**YOUR GOAL**
How many lines in the items below contain the string "target"? Case counts. Reply with the number only.

**MATERIALS PROVIDED**
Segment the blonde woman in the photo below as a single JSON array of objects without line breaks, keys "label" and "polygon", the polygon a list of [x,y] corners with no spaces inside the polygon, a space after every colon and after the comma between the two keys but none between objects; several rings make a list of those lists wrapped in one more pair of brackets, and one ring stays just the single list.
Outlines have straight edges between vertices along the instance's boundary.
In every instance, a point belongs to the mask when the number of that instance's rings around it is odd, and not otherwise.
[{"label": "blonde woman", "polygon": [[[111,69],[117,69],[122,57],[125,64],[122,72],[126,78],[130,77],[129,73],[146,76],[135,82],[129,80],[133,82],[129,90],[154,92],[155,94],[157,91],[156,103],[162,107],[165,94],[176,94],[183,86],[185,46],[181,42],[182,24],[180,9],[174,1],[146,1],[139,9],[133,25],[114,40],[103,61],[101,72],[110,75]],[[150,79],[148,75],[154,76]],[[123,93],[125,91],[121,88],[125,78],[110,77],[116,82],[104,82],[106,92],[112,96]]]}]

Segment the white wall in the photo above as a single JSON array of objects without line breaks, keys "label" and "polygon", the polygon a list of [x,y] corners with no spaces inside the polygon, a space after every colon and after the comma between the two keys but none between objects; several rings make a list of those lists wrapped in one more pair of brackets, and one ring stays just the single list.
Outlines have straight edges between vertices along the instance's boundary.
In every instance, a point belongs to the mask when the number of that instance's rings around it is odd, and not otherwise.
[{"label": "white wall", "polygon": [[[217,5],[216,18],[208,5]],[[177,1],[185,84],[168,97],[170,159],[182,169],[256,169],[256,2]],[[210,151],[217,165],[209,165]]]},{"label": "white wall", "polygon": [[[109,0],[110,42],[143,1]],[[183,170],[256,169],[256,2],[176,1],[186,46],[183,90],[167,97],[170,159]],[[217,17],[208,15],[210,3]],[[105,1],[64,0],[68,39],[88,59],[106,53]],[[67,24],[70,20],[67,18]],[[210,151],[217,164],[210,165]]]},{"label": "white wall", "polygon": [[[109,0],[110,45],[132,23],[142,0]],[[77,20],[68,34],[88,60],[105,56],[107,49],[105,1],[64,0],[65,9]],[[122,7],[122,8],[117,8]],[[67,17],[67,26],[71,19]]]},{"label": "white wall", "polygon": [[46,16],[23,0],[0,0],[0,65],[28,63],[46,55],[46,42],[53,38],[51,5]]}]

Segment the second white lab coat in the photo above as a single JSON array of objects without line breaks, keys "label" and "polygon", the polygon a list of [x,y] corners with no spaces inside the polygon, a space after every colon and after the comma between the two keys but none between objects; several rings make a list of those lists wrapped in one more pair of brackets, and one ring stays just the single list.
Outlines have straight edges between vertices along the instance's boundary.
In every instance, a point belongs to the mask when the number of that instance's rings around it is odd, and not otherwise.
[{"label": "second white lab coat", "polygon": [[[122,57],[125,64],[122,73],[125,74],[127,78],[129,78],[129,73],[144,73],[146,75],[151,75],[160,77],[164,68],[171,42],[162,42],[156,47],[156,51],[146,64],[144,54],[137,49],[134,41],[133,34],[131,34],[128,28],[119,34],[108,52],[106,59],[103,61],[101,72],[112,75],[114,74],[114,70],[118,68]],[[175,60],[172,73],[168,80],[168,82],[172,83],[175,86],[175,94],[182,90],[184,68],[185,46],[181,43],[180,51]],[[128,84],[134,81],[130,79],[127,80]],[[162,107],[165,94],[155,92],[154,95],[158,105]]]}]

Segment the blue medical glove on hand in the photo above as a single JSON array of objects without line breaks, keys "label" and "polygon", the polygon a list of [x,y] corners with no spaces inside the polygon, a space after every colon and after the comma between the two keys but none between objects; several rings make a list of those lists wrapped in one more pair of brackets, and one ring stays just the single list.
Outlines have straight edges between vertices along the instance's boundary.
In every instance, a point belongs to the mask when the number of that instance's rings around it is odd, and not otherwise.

--

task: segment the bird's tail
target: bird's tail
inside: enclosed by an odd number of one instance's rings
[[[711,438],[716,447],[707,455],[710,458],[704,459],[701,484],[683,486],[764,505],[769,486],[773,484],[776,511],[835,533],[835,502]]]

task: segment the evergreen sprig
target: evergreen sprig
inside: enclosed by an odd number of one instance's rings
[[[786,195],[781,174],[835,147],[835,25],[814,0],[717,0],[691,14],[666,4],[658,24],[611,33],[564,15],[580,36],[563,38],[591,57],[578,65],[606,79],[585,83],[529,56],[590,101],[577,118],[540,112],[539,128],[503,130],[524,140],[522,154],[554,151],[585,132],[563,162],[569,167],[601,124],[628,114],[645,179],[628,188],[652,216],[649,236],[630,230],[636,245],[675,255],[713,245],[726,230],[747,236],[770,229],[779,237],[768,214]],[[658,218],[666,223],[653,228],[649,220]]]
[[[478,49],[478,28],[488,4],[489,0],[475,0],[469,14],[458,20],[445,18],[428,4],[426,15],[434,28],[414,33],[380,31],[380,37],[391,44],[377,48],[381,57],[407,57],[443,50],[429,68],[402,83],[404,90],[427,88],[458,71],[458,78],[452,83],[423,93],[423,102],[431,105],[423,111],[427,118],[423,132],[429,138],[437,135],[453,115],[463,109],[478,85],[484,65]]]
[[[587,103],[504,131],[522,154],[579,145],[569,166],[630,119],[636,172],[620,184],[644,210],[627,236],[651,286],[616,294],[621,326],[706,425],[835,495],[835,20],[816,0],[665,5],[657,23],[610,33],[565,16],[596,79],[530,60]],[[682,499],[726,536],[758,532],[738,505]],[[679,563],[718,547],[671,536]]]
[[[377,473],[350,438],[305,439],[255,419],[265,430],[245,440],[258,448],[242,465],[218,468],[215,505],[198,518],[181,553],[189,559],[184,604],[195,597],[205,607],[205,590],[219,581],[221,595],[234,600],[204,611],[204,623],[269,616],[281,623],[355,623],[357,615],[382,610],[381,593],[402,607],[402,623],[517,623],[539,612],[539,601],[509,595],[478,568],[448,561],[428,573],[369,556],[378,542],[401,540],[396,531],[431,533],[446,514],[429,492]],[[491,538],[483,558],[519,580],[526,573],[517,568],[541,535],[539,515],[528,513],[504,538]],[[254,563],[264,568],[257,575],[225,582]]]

**WRITTEN SOLUTION**
2